▶ _DATA ENTRIES_:
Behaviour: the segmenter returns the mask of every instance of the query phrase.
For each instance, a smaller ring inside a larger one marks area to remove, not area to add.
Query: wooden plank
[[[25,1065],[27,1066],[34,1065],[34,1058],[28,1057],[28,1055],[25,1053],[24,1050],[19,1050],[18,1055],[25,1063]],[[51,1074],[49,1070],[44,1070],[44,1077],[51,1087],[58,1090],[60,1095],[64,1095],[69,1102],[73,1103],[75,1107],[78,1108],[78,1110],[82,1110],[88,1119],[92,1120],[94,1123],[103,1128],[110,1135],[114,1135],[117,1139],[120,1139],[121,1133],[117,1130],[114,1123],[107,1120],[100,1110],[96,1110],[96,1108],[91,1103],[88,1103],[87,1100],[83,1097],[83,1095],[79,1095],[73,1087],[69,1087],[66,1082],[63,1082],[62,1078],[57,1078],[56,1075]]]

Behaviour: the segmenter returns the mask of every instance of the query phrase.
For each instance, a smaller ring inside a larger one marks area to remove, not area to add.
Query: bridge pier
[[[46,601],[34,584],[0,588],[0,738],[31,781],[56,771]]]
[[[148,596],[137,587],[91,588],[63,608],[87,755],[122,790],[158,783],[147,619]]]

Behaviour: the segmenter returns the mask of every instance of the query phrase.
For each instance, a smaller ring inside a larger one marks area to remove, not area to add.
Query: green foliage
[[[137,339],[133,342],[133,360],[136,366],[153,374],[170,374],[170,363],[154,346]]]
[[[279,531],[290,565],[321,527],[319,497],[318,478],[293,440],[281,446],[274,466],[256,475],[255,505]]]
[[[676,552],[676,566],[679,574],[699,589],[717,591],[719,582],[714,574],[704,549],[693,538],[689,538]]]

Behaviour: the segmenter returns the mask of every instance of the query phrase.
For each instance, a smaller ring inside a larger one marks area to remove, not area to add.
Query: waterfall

▶ _YOUR TASK_: Could you scale all of the data above by reproducing every line, requests included, with each polygon vertex coordinate in the answers multiplied by 2.4 and rounded to a whole number, halves going up?

▶ _RIGHT ANSWER_:
Behaviour: the segmenter returns the mask of every instance of the query phrase.
For each instance, a smaller ring inside a larger one marks area to remove, not area to add.
Query: wooden plank
[[[60,2556],[65,2558],[82,2556],[82,2539],[67,2537],[67,2532],[60,2527],[58,2520],[46,2520],[43,2532],[60,2551]],[[122,2578],[118,2568],[106,2568],[106,2585],[122,2609],[139,2616],[144,2628],[154,2628],[166,2645],[175,2647],[180,2657],[187,2659],[187,2664],[197,2664],[211,2686],[221,2688],[226,2695],[247,2707],[264,2724],[274,2724],[281,2734],[288,2734],[290,2719],[281,2712],[274,2695],[257,2688],[240,2664],[230,2664],[230,2659],[218,2647],[211,2647],[209,2640],[199,2633],[199,2628],[190,2628],[175,2609],[166,2609],[158,2597],[151,2597],[149,2587],[137,2587],[134,2580]]]

Behaviour: the segmenter returns the mask of every instance of the query phrase.
For each instance, a smaller ring inside a larger one marks area to remove, not area to add.
Query: bridge pier
[[[110,1442],[82,1402],[0,1411],[0,1771],[74,1874],[134,1850]]]
[[[355,1430],[329,1409],[218,1411],[151,1459],[209,1812],[293,1896],[379,1879],[353,1486]]]

Behaviour: the segmenter returns the mask of every instance of the query phrase.
For each instance, a smaller ring inside a larger one marks area to remove, not area to add.
Query: green foliage
[[[329,814],[319,821],[319,864],[326,878],[367,898],[408,898],[408,871],[370,830]]]
[[[670,1274],[696,1356],[770,1265],[766,1193],[763,1147],[703,1056],[674,1070],[658,1118],[614,1140],[612,1212]]]
[[[1622,1325],[1622,1358],[1630,1378],[1678,1414],[1721,1418],[1726,1397],[1714,1378],[1690,1318],[1663,1291],[1654,1291]]]

Behaviour: the segmenter returns the mask of every instance of the query phrase.
For each instance, a smaller ring inside a larger one marks area to remove, not area to add.
Query: waterfall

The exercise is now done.